• Exercise requirements:
Show each line of the rows below that contains the string "skin", copying every such line in full.

• Rows:
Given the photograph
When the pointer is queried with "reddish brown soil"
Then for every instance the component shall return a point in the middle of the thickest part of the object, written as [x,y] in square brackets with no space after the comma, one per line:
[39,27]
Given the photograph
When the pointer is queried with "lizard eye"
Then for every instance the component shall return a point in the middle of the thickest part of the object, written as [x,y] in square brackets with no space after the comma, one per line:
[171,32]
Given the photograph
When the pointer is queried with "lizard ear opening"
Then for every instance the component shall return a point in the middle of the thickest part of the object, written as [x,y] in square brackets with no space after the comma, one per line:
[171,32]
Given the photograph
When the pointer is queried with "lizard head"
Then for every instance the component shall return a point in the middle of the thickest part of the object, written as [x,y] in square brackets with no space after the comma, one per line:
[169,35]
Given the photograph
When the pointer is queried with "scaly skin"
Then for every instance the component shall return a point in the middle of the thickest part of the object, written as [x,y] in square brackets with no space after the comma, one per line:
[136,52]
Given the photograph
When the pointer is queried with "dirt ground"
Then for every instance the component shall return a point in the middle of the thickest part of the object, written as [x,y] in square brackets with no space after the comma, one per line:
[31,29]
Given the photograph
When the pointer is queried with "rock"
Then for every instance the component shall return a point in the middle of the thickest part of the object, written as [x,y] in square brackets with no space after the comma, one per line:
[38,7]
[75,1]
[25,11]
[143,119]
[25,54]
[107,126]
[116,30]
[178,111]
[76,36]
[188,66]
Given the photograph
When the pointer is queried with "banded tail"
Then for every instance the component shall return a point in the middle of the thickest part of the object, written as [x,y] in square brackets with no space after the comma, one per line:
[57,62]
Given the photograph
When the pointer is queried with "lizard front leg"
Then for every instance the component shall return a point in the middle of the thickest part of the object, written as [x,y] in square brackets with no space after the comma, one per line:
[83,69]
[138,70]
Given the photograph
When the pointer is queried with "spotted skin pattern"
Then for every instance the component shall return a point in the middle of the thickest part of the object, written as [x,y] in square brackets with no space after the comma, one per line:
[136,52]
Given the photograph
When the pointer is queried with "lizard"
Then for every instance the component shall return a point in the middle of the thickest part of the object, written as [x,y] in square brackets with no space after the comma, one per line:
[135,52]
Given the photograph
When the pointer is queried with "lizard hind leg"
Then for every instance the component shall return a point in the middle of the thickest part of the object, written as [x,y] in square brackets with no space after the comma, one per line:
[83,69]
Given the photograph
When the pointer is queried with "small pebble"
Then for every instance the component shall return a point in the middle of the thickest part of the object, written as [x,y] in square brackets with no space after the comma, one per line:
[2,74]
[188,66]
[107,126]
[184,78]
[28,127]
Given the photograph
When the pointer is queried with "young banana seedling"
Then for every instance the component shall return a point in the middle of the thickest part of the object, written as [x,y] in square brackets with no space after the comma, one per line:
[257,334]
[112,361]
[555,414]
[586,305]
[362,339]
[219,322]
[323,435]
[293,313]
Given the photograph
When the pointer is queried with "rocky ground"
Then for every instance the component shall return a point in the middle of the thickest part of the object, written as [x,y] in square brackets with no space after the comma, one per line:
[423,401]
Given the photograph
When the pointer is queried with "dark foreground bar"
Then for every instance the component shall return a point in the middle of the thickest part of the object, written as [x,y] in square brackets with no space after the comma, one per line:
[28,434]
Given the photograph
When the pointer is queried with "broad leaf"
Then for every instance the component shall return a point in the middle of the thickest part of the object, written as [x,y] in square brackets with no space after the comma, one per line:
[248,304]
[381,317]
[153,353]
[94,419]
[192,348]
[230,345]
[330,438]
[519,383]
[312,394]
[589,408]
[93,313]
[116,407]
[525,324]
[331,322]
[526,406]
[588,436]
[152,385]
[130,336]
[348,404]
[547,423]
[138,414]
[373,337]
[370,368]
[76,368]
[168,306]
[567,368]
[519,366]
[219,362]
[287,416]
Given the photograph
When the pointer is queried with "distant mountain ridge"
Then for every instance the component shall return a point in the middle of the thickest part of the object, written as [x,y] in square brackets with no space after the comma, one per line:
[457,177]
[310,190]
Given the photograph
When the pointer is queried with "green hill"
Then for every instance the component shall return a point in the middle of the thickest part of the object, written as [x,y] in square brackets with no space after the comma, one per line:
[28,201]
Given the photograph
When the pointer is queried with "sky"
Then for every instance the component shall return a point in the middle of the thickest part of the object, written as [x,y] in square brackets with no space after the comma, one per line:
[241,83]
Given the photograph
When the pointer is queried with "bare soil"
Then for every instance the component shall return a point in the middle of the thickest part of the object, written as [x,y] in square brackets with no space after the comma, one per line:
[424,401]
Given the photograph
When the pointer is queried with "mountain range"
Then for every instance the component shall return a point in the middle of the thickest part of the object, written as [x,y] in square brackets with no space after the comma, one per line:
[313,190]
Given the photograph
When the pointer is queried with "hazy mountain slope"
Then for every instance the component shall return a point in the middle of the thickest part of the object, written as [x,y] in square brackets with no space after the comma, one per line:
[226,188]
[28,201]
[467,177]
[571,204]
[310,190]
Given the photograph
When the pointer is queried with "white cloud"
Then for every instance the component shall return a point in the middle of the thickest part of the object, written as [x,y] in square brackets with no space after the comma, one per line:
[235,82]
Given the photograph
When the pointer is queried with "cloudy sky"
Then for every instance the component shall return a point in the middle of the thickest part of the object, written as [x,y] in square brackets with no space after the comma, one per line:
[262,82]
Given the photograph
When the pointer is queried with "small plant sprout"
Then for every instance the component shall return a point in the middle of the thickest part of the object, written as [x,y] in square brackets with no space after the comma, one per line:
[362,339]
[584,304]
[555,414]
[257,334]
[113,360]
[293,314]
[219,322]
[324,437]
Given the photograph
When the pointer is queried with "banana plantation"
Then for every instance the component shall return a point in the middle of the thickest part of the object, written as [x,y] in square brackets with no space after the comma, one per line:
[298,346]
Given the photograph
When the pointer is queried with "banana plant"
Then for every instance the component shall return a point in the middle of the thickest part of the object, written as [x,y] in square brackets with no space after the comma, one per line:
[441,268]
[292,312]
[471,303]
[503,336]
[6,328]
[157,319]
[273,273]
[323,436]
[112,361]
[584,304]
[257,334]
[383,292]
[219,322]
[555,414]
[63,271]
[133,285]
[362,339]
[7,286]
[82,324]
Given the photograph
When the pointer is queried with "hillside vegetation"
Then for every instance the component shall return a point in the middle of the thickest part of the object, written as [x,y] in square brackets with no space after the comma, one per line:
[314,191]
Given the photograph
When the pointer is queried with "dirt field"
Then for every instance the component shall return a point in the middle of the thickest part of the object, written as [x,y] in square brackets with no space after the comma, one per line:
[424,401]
---
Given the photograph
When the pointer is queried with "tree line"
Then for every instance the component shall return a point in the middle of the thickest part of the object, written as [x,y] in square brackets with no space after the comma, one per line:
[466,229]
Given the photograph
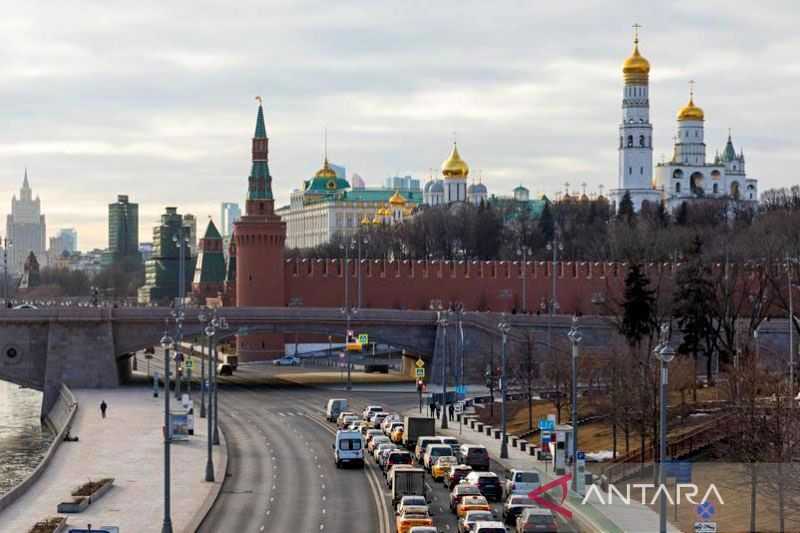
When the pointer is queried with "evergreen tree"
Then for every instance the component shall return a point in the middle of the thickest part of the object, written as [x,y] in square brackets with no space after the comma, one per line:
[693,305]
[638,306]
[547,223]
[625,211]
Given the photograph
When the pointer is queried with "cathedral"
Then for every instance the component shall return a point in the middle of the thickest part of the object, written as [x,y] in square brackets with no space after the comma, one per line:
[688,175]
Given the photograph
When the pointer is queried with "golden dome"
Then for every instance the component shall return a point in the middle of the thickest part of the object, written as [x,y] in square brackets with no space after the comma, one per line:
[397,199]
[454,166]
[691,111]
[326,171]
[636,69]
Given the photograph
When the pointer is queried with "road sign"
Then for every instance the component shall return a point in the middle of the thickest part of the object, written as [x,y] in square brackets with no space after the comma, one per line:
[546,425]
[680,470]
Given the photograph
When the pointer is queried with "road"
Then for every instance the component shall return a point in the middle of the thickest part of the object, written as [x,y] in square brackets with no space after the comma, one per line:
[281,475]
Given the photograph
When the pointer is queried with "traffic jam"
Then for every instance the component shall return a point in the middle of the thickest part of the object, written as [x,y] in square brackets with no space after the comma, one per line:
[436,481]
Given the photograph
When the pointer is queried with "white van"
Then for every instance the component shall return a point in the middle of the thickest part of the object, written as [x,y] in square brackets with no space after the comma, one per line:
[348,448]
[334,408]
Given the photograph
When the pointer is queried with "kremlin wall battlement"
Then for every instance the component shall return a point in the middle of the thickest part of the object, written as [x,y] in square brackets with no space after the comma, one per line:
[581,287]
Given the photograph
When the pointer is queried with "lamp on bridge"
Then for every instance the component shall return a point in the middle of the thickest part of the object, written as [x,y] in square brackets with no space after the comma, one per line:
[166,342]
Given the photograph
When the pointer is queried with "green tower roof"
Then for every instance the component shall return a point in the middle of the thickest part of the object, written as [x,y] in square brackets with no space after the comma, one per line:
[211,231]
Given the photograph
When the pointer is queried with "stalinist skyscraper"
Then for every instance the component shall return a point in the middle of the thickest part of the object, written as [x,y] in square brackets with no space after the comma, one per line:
...
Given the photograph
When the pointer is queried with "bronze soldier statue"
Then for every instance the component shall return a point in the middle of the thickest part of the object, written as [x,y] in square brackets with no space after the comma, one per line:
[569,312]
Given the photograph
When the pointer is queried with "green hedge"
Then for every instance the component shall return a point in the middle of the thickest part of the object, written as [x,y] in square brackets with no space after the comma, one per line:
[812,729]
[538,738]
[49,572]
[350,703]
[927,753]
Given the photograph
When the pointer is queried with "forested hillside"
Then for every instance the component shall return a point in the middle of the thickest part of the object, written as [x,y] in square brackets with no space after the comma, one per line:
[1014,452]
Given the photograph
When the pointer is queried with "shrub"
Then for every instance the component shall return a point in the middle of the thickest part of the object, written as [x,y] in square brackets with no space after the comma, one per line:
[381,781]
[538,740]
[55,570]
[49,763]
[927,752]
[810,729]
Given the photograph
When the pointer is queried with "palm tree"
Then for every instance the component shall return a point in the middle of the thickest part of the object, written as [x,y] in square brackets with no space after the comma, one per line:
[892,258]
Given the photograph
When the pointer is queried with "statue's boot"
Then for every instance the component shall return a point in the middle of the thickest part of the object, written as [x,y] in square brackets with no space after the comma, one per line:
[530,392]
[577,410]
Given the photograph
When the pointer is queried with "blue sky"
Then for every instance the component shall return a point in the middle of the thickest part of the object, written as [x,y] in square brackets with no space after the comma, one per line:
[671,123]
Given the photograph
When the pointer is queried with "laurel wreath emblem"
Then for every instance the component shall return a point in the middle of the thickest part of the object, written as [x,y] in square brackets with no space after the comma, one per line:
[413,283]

• Reply:
When the pointer is queried with "scaly skin"
When the pointer is queried with "spotted skin pattern"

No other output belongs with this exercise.